### Text extract
■ ■ ■ ■ ■

Sometimes we have friendships, relationships or associations that simply run their course. For some, it’s an amicable parting of the ways. For others, it involves emotions running high, gets messy and doesn’t always end on a good note.
Like most of us, I’ve had a few friendships and relationships come and go. Regardless of how they ended, the one constant from me is that I simply say thank you to them for the experience or, more importantly, what they specifically brought to my life.
My intention is to have an authentic, honest and personalised approach and to wish them the absolute best. Some have been pleasantly surprised and responded in kind; others never to be heard from again.
For me, it’s not about having any expectations as to whether they respond or not. It really comes down to being grateful. At the same time, it’s not about condoning disrespectful behaviour from others.

■ ■ ■ ■ ■

### Provided information

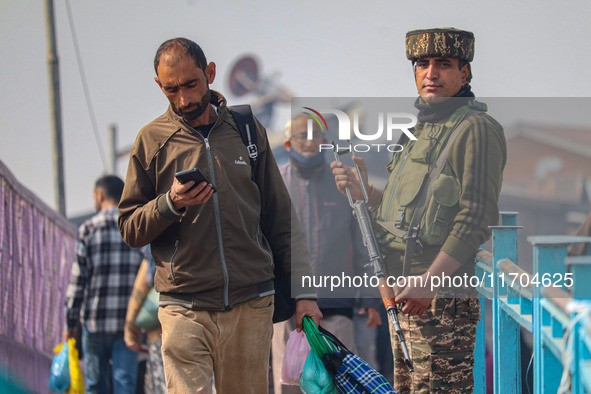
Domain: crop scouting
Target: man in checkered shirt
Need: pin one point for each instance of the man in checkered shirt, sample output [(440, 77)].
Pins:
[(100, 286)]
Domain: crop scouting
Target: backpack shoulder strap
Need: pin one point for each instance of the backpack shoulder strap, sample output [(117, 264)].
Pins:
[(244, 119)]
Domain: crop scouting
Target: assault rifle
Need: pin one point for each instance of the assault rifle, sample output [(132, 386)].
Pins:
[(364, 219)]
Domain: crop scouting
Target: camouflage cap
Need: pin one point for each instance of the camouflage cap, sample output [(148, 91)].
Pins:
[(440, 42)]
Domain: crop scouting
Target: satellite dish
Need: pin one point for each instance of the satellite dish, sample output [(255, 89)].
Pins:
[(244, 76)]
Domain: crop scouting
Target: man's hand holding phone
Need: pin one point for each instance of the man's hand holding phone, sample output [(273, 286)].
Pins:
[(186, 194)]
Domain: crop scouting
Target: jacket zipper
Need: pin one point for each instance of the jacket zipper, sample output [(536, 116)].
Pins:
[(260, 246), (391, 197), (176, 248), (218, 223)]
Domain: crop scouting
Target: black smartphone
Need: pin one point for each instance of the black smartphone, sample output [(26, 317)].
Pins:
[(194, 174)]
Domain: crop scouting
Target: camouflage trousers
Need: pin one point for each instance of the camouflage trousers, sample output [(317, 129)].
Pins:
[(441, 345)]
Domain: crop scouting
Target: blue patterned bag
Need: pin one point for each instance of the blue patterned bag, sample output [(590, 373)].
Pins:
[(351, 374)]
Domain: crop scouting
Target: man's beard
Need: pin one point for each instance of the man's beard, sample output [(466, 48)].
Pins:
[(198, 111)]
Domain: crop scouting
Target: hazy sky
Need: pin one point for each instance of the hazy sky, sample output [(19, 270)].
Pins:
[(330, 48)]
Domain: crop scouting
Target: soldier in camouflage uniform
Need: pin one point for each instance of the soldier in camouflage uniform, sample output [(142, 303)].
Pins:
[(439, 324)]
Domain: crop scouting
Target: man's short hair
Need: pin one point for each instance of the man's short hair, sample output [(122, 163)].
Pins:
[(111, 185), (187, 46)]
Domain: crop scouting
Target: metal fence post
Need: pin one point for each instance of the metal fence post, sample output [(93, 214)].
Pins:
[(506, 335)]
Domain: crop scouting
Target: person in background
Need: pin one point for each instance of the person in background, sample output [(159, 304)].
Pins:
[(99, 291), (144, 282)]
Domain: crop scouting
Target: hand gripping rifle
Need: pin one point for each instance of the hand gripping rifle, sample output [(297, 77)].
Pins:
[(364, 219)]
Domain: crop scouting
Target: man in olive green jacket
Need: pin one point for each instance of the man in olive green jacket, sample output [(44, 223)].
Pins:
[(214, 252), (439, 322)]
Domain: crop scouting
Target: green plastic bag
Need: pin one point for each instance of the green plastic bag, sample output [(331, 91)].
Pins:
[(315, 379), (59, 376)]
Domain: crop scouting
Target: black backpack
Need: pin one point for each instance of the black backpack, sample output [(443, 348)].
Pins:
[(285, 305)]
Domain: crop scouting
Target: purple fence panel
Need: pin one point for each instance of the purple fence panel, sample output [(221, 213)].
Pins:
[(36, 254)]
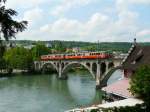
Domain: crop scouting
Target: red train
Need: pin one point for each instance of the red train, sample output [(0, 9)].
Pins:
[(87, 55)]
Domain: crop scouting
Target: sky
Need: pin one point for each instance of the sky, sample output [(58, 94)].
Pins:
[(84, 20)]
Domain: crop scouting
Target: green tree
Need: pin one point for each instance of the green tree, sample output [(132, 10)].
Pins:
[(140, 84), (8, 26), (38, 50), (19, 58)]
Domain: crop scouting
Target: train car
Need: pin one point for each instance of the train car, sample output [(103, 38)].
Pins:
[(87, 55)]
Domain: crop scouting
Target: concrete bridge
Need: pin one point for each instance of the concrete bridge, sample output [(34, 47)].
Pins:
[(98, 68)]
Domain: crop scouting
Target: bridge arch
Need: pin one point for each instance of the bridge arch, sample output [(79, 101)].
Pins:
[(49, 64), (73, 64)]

■ ■ ■ ■ ■

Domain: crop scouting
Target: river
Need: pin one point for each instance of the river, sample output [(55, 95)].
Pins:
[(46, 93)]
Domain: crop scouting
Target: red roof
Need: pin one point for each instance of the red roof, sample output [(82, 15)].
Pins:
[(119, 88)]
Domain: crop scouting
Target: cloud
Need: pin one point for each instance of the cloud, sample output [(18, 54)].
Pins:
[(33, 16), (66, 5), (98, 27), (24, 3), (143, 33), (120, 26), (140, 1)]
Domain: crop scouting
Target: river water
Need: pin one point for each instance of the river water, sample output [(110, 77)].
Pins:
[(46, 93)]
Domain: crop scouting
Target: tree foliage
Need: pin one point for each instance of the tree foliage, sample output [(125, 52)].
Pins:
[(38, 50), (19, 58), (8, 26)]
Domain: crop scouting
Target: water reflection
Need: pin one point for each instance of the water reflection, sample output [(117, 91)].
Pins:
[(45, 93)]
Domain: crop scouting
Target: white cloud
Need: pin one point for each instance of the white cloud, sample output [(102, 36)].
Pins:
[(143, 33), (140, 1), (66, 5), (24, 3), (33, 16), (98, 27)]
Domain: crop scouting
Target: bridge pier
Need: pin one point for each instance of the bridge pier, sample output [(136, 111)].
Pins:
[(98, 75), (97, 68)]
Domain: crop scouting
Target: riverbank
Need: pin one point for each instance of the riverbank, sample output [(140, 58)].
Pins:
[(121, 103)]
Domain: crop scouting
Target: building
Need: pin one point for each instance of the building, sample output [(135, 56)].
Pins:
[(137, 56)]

■ ■ ■ ■ ■

### Exercises
**1)** Which adjectives does the text about friendships that run their course use to describe the approach the writer intends to take when thanking people?
**2)** Resume the text about friendships that run their course from where it stops.

### Results by task
**1)** Authentic, honest, personalised

**2)**
So here are some ways I have left friendships, relationships or associations on a good note:
Au Revoir to Former Partners & Extended Family
In the case of a former partner, it hurts deeply when you realise that your journey together has ended. And you have to deal with those emotions the best and healthiest way you can, as well as give yourself time to heal. But that’s my point; it’s how you deal with them. Will you be more conscious in your approach? Or will the heartache, hurt, resentment, guilt, rejection, anger, fear, or whatever you may be feeling, undermine you every time you think of your ex?
Despite the heart-wrenching disappointment I’ve felt when a long-term personal relationship didn’t work out, not only did I thank that person for our time together, I sincerely wished them well in life. But what I also did was thank their family and close friends (some remain friends to this day) for sharing special or significant celebrations, like Christmas, birthdays, engagements, weddings, christenings, as well as many meals together.
My way of thanking extended family and friends was with a handwritten card. It wasn’t a text message, email or social media chat, but something simple and more personalised. Basically, it was a heartfelt thank you from me to them, acknowledging what they did for me at the time and how much I appreciated them for it.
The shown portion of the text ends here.